_PASSAGE SHOWN_
......

Re: PostgreSQL Query Speed Issues

From: Joseph Pravato <joseph(dot)pravato(at)nomagic(dot)com>
To: Kevin Grittner <kgrittn(at)ymail(dot)com>
Cc: "pgsql-novice(at)postgresql(dot)org" <pgsql-novice(at)postgresql(dot)org>
Subject: Re: PostgreSQL Query Speed Issues
Date: 2013-02-27 23:07:00
Message-ID: 512E9194.6000506@nomagic.com
Views: Raw Message | Whole Thread | Download mbox | Resend email
Thread:
Lists: pgsql-novice

Kevin Grittner wrote:

> Ah, well that gets us into a whole new ballgame. With that many
> tables, planning time can become an issue in itself, so there are
> various things that PostgreSQL does to try to planning time from
> ballooning to a point where it takes longer than the time saved by
> plan improvement. The first thing I would try is boosting these
> settings to more than the number of table references:
>
> from_collapse_limit
> join_collapse_limit
> geqo_threshold
>
> Try an EXPLAIN ANALYZE and see whether the "actual time" at the top
> level node of the plan looks good, and see how it compares to
> "Total runtime" at the bottom. The difference is primarily
> planning time, so you can see how good a plan you got versus how
> expensive it was to find that plan. If you see that there are good
> plans, but it is too expensive to find them, you might want to let
> the "genetic query optimizer" have a shot at planning, by adjusting
> the above values. The concept of this alternative planner is that
> it tries to get a plan which is "good enough" with bounded planning
> time.
>
> See the docs for details.

We've changed both 'from_collapse_limit' and 'join_collapse_limit' from
8 to 15. We tried multiple combinations for both values from 8, 12-17, &
20 and both at 15 seemed to be a sweet spot for this view.
geqo_threshold didn't really make any changes once we changed the other two.

......

_DATA SUPPLIED_
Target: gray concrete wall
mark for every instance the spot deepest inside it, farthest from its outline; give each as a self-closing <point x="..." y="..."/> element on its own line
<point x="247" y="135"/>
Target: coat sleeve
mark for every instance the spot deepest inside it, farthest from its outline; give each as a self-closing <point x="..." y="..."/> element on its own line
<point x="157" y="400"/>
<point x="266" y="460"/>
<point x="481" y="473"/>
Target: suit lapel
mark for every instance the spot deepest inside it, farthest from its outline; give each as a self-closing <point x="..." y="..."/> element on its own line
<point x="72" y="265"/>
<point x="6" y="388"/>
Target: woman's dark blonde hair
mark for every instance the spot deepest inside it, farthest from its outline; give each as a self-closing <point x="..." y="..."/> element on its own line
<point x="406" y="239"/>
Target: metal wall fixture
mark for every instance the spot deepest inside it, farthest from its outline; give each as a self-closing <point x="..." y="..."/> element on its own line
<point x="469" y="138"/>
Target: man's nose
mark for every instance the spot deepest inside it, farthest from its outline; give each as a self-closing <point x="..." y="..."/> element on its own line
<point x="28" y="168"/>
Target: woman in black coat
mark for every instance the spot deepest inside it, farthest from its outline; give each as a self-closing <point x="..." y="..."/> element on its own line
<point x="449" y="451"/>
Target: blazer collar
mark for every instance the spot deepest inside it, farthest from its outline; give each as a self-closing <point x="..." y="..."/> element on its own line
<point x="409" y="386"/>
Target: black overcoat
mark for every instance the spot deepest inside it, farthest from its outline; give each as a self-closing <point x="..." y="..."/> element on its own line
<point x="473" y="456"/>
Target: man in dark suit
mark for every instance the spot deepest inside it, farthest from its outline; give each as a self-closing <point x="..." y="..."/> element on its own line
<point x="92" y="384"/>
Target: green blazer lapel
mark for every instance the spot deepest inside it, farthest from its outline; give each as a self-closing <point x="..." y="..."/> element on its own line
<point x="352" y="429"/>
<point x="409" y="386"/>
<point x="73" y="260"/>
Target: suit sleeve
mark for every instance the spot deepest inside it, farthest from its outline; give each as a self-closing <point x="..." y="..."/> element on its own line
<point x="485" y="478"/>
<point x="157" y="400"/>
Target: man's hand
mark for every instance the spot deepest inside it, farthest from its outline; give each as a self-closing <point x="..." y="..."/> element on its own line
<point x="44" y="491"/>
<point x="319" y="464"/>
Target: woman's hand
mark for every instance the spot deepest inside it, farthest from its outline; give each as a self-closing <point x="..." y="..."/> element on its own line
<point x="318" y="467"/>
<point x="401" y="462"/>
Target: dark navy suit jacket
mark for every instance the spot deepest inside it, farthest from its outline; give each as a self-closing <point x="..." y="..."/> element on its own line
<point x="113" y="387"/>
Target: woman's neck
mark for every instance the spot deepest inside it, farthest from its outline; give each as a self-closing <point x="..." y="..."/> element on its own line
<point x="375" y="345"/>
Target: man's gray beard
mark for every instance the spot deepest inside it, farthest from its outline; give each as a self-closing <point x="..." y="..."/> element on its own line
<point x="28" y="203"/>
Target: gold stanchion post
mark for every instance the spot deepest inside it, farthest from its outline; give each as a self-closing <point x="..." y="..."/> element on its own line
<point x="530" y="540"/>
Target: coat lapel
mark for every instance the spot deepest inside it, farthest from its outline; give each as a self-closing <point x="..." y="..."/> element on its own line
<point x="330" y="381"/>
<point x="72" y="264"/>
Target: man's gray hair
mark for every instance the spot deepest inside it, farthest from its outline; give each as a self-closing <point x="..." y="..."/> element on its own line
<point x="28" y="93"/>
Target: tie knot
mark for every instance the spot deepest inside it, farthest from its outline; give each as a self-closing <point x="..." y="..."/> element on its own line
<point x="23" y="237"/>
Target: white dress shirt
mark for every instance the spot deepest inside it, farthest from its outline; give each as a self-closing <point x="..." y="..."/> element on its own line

......

_PROBLEM SET_
(A) In the PostgreSQL query speed message, why does the quoted advice suggest comparing the "actual time" at the top-level plan node with the "Total runtime" at the bottom? Answer in one to three sentences.
(B) Continue the PostgreSQL query speed message from its last sentence.

_RESULTS BY TASK_
(A) The difference between the two figures is mainly planning time. Comparing them shows how good the chosen plan was against how expensive it was to find.

(B)
We've started to test more of our queries that involve the view and we
believe we may have come across a possible reason for the poor
performance in our views.
The view is pulling data from many tables as said before, one of them
has a varchar(255) column (ColA) that is copied over into the view.
However, in the view column definition, it is a varchar(2147483647).
In the query we tested, we are running an equivalence check against this
column, along with another varchar column of size 1 (ColB). When we
remove the check against ColA the query returns in 2.5 seconds. When
included it talks 200 seconds. There is almost no difference when the
ColB check is removed (2.5s vs 2.3s).

It is of our belief that this varchar(2147483647) could be causing
performance problems. ColA might be defaulting to 2147483647 because it
is being union-ed with the same column a couple of times in different
circumstances. So we are wondering if there a way to set the column's
varchar size in a view definition?

> The plan seems to be reluctant to use index scans, which might be
> related to the ratio between these values:
>
> random_page_cost | 1
> seq_page_cost | 0.1
>
> Do you get a better plan if these are equal? If random is only
> twice the sequential cost?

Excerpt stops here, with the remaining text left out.